Saad Z. Hossain is a Bangladeshi author writing in English. He lives in Dhaka, Bangladesh.

His war satire, Escape from Baghdad!, was published in 2015 by Unnamed Press in the US, and Aleph in India. It was translated into French by Agullo Editions, as Bagdad la Grande Evasion. This book was a finalist for the Grand Prix de L'imaginaire 2018. 

His second book, Djinn City, was released in 2017 by Unnamed Press, Aleph Book Company, and Bengal Lights Publications. It was also published in French by Agullo Editions in October 2020, translated by Jean Francois Le Ruyet, who subsequently won the 2021 Grand Prix de L'imaginaire for his work on the book. 

His third The Gurkha and the Lord of Tuesday, was published in summer 2019 by Tor.com.
It has received critical acclaim and was a finalist for the Locus Awards as well as the IGNYTE Awards 2020 by Fiyahcon.

His fourth book, Cyber Mage was published in 2021 by Unnamed Press in the US, and ULAB Press, in Bangladesh. It is a sequel to Djinn City and Gurkha, set in Dhaka, some years in the future.
____________
→ **Job A**
Translate this sentence from the passage about Saad Z. Hossain into Spanish: "Saad Z. Hossain is a Bangladeshi author writing in English."
→ **Job B**
Revise the data entries from the line containing "window with a bounding box." through the end of the data entries by replacing "rear quarter window" with "rear side window", and write out those lines with nothing else changed.

Data entries:
____________
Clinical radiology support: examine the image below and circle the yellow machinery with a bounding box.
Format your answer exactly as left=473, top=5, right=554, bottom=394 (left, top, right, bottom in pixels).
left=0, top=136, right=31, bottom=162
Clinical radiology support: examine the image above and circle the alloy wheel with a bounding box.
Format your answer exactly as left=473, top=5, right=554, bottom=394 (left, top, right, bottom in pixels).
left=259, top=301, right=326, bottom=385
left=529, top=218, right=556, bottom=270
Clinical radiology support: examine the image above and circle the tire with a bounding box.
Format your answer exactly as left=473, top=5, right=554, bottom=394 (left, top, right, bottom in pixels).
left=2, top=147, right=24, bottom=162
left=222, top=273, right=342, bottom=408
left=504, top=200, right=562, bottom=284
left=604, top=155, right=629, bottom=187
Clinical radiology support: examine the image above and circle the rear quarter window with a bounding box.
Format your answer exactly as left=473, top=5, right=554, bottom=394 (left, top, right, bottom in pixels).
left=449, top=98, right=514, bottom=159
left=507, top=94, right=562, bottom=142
____________
→ **Worked answer A**
Saad Z. Hossain es un autor bangladesí que escribe en inglés.

→ **Worked answer B**
Clinical radiology support: examine the image above and circle the rear side window with a bounding box.
Format your answer exactly as left=473, top=5, right=554, bottom=394 (left, top, right, bottom in pixels).
left=449, top=98, right=514, bottom=159
left=507, top=94, right=562, bottom=142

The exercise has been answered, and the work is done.